-------- SOURCE MATERIAL --------

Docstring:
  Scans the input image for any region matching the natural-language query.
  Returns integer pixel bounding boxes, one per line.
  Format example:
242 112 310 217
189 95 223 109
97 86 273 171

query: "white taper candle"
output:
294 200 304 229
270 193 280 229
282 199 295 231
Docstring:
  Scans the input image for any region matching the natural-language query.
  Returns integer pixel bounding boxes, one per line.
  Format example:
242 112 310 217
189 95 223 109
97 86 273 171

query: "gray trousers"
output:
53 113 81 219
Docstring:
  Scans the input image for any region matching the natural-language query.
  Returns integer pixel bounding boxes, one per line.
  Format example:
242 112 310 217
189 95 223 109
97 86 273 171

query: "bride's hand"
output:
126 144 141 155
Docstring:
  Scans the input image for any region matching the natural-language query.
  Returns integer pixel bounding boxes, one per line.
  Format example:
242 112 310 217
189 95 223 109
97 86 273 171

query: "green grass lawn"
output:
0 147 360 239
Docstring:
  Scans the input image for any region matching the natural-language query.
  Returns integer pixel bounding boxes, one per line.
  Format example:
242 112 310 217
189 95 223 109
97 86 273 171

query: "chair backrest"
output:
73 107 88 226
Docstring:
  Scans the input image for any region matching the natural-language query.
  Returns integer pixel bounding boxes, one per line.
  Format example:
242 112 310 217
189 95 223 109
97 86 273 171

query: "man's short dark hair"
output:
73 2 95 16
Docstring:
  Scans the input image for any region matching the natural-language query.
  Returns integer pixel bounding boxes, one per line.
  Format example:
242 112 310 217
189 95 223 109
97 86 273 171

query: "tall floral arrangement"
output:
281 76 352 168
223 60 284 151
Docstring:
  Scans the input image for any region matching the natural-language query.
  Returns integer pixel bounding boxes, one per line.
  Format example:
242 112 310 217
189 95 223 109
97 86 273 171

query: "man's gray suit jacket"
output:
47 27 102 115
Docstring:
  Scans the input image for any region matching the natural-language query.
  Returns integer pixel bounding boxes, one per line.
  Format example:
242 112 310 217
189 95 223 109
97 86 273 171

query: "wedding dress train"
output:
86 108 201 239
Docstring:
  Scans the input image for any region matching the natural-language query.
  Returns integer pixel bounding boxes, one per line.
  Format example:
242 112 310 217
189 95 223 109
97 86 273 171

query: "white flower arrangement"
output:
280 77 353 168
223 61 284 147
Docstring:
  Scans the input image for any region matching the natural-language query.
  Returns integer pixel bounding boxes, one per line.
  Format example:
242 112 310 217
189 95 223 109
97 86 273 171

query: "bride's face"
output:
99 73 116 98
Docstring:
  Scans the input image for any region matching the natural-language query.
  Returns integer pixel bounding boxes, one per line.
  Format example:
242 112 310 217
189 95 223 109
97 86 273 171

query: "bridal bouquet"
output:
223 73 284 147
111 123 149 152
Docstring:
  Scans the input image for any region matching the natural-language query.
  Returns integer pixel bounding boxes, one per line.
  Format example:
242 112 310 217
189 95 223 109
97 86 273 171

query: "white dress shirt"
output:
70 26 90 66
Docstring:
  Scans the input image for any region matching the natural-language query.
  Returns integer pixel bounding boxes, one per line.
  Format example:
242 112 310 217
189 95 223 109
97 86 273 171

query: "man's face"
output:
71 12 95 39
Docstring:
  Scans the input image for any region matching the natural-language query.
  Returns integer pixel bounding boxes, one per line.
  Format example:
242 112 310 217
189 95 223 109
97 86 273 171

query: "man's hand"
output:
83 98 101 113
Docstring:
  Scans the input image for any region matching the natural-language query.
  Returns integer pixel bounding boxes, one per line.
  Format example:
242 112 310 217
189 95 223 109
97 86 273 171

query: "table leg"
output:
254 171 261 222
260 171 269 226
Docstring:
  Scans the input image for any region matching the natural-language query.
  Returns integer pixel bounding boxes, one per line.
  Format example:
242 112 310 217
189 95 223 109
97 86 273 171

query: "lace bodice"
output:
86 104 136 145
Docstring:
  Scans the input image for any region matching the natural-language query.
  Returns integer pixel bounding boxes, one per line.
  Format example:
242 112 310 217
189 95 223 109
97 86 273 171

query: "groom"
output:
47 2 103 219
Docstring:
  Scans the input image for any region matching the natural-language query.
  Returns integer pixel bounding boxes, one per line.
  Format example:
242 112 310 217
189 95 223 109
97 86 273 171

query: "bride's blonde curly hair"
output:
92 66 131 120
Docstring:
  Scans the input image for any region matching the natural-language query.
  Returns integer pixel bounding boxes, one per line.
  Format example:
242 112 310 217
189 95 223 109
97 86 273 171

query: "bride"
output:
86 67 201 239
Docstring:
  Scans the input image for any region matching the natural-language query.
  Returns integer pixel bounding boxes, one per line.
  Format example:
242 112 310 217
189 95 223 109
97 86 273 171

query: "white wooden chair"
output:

--------

= STATED TASK =
Replace every "natural-language query" in the items above with "text prompt", then give all the items again with nothing else changed.

= ANSWER TO THE PROBLEM =
Docstring:
  Scans the input image for any region matching the text prompt.
  Returns integer pixel bounding boxes, one per line.
  Format example:
242 112 310 217
189 95 223 109
97 86 273 171

query: "white taper candle"
output:
294 200 304 229
270 193 280 229
282 199 295 231
Docstring:
  Scans the input image for any region matching the text prompt.
  Returns integer pixel bounding boxes, one per line.
  Format example:
242 112 310 217
189 95 223 109
97 86 273 171

query: "gray trousers"
output:
53 113 81 219
Docstring:
  Scans the input image for any region matching the text prompt.
  Returns integer pixel bounding boxes, one per line.
  Format example:
242 112 310 217
189 95 223 109
97 86 273 171

query: "bride's hand"
output:
126 144 141 155
Docstring:
  Scans the input image for any region matching the text prompt.
  Returns integer pixel bounding boxes, one per line.
  Format example:
242 112 310 217
189 95 223 109
97 86 273 171

query: "green grass lawn"
output:
0 147 360 239
Docstring:
  Scans the input image for any region matching the text prompt.
  Returns integer pixel bounding boxes, one per line.
  Format example:
242 112 310 217
189 95 223 109
97 86 273 171

query: "chair backrest"
output:
73 107 88 226
Docstring:
  Scans the input image for any region matching the text prompt.
  Returns integer pixel bounding boxes, one per line.
  Format example:
242 112 310 217
189 95 223 109
97 86 273 171

query: "man's short dark hair"
output:
73 2 95 16
Docstring:
  Scans the input image for any region matching the text prompt.
  Returns integer pixel bounding boxes, one per line.
  Format example:
242 112 310 217
189 95 223 109
97 86 273 171

query: "tall floral arrangement"
output:
281 76 352 168
223 60 284 151
Docstring:
  Scans the input image for any region matching the text prompt.
  Returns integer pixel bounding boxes, one per line.
  Format example:
242 112 310 217
189 95 223 109
97 86 273 171

query: "man's gray suit jacket"
output:
47 27 102 115
Docstring:
  Scans the input image for any region matching the text prompt.
  Returns integer pixel bounding boxes, one per line.
  Format example:
242 112 310 217
189 95 223 109
97 86 273 171

query: "wedding dress train"
output:
86 108 201 239
Docstring:
  Scans the input image for any region matching the text prompt.
  Returns integer pixel bounding boxes, one per line.
  Format example:
242 112 310 217
189 95 223 109
97 86 273 171

query: "white flower arrangement"
output:
280 77 353 168
223 61 284 147
Docstring:
  Scans the input image for any region matching the text prompt.
  Returns integer pixel bounding boxes, one per line.
  Format example:
242 112 310 217
189 95 223 109
97 86 273 171

query: "bride's face"
output:
99 73 116 98
Docstring:
  Scans the input image for any region matching the text prompt.
  Returns integer pixel bounding boxes, one per line.
  Format example:
242 112 310 217
189 95 223 109
97 86 273 171

query: "bridal bouquet"
output:
223 73 284 147
111 123 149 152
Docstring:
  Scans the input image for any region matching the text prompt.
  Returns integer pixel bounding boxes, one per line.
  Format example:
242 112 310 217
189 95 223 109
97 86 273 171

query: "white dress shirt"
output:
70 26 90 66
Docstring:
  Scans the input image for any region matching the text prompt.
  Returns integer pixel bounding boxes, one per line.
  Format example:
242 112 310 217
189 95 223 109
97 86 273 171

query: "man's face"
output:
71 12 95 39
Docstring:
  Scans the input image for any region matching the text prompt.
  Returns integer pixel bounding boxes, one per line.
  Format example:
242 112 310 217
189 95 223 109
97 86 273 171

query: "man's hand"
output:
83 98 101 113
Docstring:
  Scans the input image for any region matching the text prompt.
  Returns integer pixel bounding boxes, one per line.
  Format example:
242 112 310 217
189 95 223 109
97 86 273 171

query: "table leg"
output:
254 171 261 222
260 171 269 226
Docstring:
  Scans the input image for any region matching the text prompt.
  Returns integer pixel bounding boxes, one per line.
  Format example:
242 112 310 217
189 95 223 109
97 86 273 171

query: "lace bodice"
output:
86 104 136 145
Docstring:
  Scans the input image for any region matching the text prompt.
  Returns integer pixel bounding boxes, one per line.
  Format example:
242 112 310 217
189 95 223 109
97 86 273 171

query: "groom"
output:
47 2 103 219
Docstring:
  Scans the input image for any region matching the text prompt.
  Returns integer pixel bounding boxes, one per line.
  Format example:
242 112 310 217
189 95 223 109
97 86 273 171

query: "bride's blonde curly hair"
output:
92 66 131 120
Docstring:
  Scans the input image for any region matching the text prompt.
  Returns integer pixel bounding boxes, one per line.
  Format example:
242 112 310 217
189 95 223 109
97 86 273 171

query: "bride"
output:
86 67 201 239
Docstring:
  Scans the input image for any region matching the text prompt.
  Returns integer pixel bounding boxes, one per line.
  Format example:
242 112 310 217
189 95 223 109
97 86 273 171

query: "white wooden chair"
output:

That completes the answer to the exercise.